> [Given exercise A]
List every person named in the Shockwave F18 article.
> [Given exercise B]
Pick up the Shockwave F18 article after its final line and carry it forward.

> [Document extract]

Sep 23, 2014

Shockwave F18 MKII launch @Ireland Worlds 2014: Q&A with Emeric Dary

All Images Jasper van Staveren @Bangor, Ireland Worlds 2014. The Shockwave F18 is back to competition and to the top ten in an F18 Worlds after being 1st tied in pts in Belgium Worlds 2009. Later some issues on the laminate core selected for the build cause the boat to stay standby for a while, until Sirena-Voile acquired Loday-White. Now they are offering an improved version: the Shockwave 'MKII'.
Emeric Dary with David Fanoulliere sailed it at Bangor F18 Worlds 2014 with an excellent top ten result after only few days of receiving the new rig/sails.

The Shockwave already performed since its launch as mentioned above in 2009, when I labeled Wilson & Lynch as favorites for that year.
Glad to see this Loday-White design back as a top competitive alternative for all those wanting to race in the F18 Class. As always more choices = more boats and sailors on the water, which  is the ultimate goal of any Box Rule class, encouraging boat and cat builders to deliver their own F18s.

Below a detailed interview with Emeric Dary on the boat and his F18 Worlds experience at Bangor.
- CSN: Why it took so long to launch an MKII version?

> [Entries shown]

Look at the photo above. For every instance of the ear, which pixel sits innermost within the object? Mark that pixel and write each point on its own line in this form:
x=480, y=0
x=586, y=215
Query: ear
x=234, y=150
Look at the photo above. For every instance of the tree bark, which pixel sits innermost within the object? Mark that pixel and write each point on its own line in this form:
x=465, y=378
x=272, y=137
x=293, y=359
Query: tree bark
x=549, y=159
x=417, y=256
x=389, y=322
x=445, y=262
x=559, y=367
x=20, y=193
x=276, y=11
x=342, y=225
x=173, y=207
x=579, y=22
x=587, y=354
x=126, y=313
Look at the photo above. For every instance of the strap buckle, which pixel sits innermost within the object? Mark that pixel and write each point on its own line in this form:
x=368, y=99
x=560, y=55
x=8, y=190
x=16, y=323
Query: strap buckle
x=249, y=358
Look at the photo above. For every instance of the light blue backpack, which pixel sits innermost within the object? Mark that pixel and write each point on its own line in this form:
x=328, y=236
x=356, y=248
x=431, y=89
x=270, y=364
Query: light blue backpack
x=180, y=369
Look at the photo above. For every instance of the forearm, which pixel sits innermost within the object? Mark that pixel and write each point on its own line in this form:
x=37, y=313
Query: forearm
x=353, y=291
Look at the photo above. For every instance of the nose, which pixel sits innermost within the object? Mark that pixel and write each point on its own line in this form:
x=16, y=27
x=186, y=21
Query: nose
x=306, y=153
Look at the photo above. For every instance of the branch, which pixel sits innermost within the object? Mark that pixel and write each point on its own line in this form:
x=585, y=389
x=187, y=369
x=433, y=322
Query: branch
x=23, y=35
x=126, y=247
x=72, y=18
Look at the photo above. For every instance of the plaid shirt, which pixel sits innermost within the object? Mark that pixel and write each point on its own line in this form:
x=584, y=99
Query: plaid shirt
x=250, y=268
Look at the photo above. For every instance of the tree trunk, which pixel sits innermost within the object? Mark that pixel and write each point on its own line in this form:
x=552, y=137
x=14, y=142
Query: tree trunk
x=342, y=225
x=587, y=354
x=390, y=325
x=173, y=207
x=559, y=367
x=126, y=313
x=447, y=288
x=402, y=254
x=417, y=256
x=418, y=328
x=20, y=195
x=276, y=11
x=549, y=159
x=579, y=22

> [Answer A]
Jasper van Staveren, Emeric Dary, David Fanoulliere, Wilson, Lynch

> [Answer B]
Emeric Dary: The company Sirena Voile became Loday Whites’ owner in 2012. Since this milestone their strategy has been focused on the sailing school for catamarans, a safer and more valuable market.

There was also a great management effort needed to keep competitive prices producing their boat in the UK and in France. This year they finally decided to come back on the racing field by accomplishing a competitive version of the Shockwave (MKII)

- Remind us about the concept behind this Loday/White design
ED: The philosophy of the designer, Yves Loday, was to design a top performer  F18 while remaining more accessible than other designs for weekend sailors, allowing to achieve good performance with very few sailing practice hours.

- Which are the changes / improvements of this version?

ED: The main evolution are Daggerboards, they are at the maximum class rules lenght now.
This change allows much better performance in medium winds. It was previously the boat weakness and it now became its strenght, The new daggerboard profile section also allows less drag.

Rudders have changed too, the dimensions are very similar but the shape has been improved, it avoids some spinout phases that sailors have met on the mk1.

The hull shape is 99% the same, the only change is on the outerback angle, where the footstrap is, on the Shockwave we use the footstrap very late, but once in, it allows a better body balance, and the crew can apply his weight a bit more on the back in strong condition.

The factory had also reviewes the building process to produce the hulls stiffer than before.
The forestay bridles are more forward, so the gap between the mast and the jib is bigger, it makes the jib more tolerant and allows the mast rotation to turn further.

- Which are the factory rig & sails offered?

Out of the factory, the boat is now equipped with a Cirrus mast, and a Performance Sails Main. North sails jib and spinnaker remain the same.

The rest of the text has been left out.